DOCUMENT EXCERPT:

Tuesday, October 28, 2014

North Bohemia and Germany

I have a habit when I travel not to return the same way I came if I can help it.  I flew into Prague but arranged to fly back to the US by way of Frankfurt.  This gave me an opportunity to see one more place.  Being an American, I couldn't afford an extra day in Germany, so I decided to see a city the guide books recommended in the Sudetenland, Decin. 


Decin is not far from Usti nab Labem.  It is where the Labe (that's Elbe to the Germans) drains almost all of Bohemia into Saxony.

It's really like two cities on either side of the river.  The nazdravi is on the west bank but the main square, Masarykovo namesti, is on the east.  Here is where I booked a room in another cheapo hotel with the bathroom down the hall.  Great food though, as usual.


This is the Sudetenland. Though most Germans were expelled as part of the mass re-aligment of ethnic populations following WWII, up here the architecture still retains a German feel.  While English is widely spoken in places like Prague, Plzen, & Kutna Hora, when I had to rely on it here, people would look concerned and ask, "Sprechen Sie Deutsch?" so, clearly, there remains an undercurrent of German culture here.  

 
 









After settling in I went for a walk and wandered up the Dlouha jizda ("long ride" or something like that).  This is a street ascending a long walled-in corridor to the top of a hill where the Castle stands guard over the Labe. (Sometimes it is refered to here as a "chateau")




From half way up, I go through a door to a terrace and look down.  That body of water with a park around it is called Zamecky rybnik.

That word, zamecky, is another term for hrad, or Castle. 






A resident of the castle lawns.  I did everything I could to get him to spread his 'eyes' but this bird was not as cooperative or polite as the Vrana I met the other day!















Masarykovo namesti, seen from up here.  Note the hilly terrain here in the North.

 

Entrance to the "Chateau".





It was late afternoon and I walked through a huge and almost deserted courtyard.  Until 1991 Russian troops were stationed here.  During WWII, it was the Germans.

This scene is the western edge and what appeared to be one of the main entrances.  
When I got to the window to the right of the locked door I looked in and saw a small tour just descending the stairs and the door opened.





Hannah had just finished the last tour of the day but I persuaded her to pose with the very large keys.







Walking back.  To the left of the descent of that walled road, a terrace overlooking the town holds a nice rose garden where I enjoyed some quiet time writing.





At the east end of the garden was this prominent viewing platform, complete with grandiose statuary.












 
Left: Looking back at the Rose Garden
and the Chateau.


Right: Looking east toward the church of the Exaltation of the Cross.

Here you get a feel for the walled-in Dlouha jizda street.

Below: Walking back down it.


 


At the end was another little beer garden/restaurant where I drank a Staropramen and listened to various tables talking.  Some of them had come by bicycle and seemed to enjoy dressing the part.

Excerpt from a dataset
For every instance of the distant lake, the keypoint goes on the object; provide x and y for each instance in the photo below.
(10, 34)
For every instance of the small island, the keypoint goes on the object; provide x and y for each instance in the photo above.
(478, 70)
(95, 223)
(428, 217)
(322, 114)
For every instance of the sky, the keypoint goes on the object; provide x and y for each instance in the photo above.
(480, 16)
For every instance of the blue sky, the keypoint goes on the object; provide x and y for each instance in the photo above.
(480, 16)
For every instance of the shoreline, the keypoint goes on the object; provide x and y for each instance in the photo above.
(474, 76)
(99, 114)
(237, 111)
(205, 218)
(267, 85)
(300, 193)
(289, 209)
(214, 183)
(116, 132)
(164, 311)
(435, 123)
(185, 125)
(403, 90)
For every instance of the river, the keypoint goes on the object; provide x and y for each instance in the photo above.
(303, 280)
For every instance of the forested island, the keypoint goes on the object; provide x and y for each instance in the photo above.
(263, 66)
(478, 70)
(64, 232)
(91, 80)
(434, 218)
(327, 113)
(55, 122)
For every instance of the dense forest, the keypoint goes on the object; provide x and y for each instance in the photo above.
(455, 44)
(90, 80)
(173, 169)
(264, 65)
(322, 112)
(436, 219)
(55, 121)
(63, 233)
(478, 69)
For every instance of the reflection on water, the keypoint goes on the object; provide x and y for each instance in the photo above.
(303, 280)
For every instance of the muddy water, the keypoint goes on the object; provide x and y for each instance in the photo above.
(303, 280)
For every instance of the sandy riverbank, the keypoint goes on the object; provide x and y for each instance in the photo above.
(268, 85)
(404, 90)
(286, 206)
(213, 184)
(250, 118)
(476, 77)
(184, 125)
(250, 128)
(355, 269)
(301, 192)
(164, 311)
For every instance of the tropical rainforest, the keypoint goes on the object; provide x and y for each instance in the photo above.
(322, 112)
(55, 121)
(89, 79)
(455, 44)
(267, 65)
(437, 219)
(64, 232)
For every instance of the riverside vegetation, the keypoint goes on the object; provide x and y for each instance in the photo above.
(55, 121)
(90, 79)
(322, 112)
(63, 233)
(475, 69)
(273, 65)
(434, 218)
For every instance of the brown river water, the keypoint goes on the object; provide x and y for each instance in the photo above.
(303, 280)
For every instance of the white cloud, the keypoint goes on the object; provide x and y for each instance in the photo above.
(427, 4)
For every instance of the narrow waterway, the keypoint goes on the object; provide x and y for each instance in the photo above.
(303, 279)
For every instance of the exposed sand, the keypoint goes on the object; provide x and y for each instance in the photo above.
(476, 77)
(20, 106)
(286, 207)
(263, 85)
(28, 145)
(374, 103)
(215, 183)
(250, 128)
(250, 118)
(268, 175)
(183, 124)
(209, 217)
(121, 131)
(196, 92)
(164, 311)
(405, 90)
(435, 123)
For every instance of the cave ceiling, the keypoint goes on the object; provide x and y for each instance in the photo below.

CHALLENGE 1: Print the passage of the travel post about Decin that starts at "Left: Looking back" and ends at "back down it.".
CHALLENGE 2: Write what follows the final sentence of the travel post about Decin.

EXPECTED OUTPUT 1:
Left: Looking back at the Rose Garden
and the Chateau.


Right: Looking east toward the church of the Exaltation of the Cross.

Here you get a feel for the walled-in Dlouha jizda street.

Below: Walking back down it.

EXPECTED OUTPUT 2:
That night I had a good dinner downstairs from Hotel Posta, where I stayed. Afterwards I sat on a table late into the night on Masarykovo namesti.  A gathering of people aged late 20s through 50s were talking and I gradually came into the conversation.  It was all in English.  Nobody aside from me was American or British.  Most were travelers from central and eastern Europe.  One guy was Ukranian.  We talked about travel, beer and bars, and the Don Bas.

Last Morning in Czech Republic:

Waiting for the bus to the nazdravi on Masarykovo namesti.

Hotel Posta is the one with the ad on it.  The more expensive hotel is the pale yellow one.










School kids going somewhere.

Looking North from the square.

Looking South where the bus would take me.




The blue one is called the Shark.  The red one is a local, "regio" drahy (train).   In a few minutes mine came, it was green, sleek, and a Deutsch-bahn train.  The frontier is only 10 km or so from here.




Once the train pulled out I started snapping photos of the Castle , or Chateau.  The thrid picture has a lampost lined up perfectly with the spire.  You can't do that if you try!


Decin borders a national park of sandstone cliffs, ski areas, hiking trails and other things I'd like to see one day.  They call it "The Bohemian Switzerland". On the other side of the border the Germans call it "The Saxon Switzerland".  I think it's also a national park.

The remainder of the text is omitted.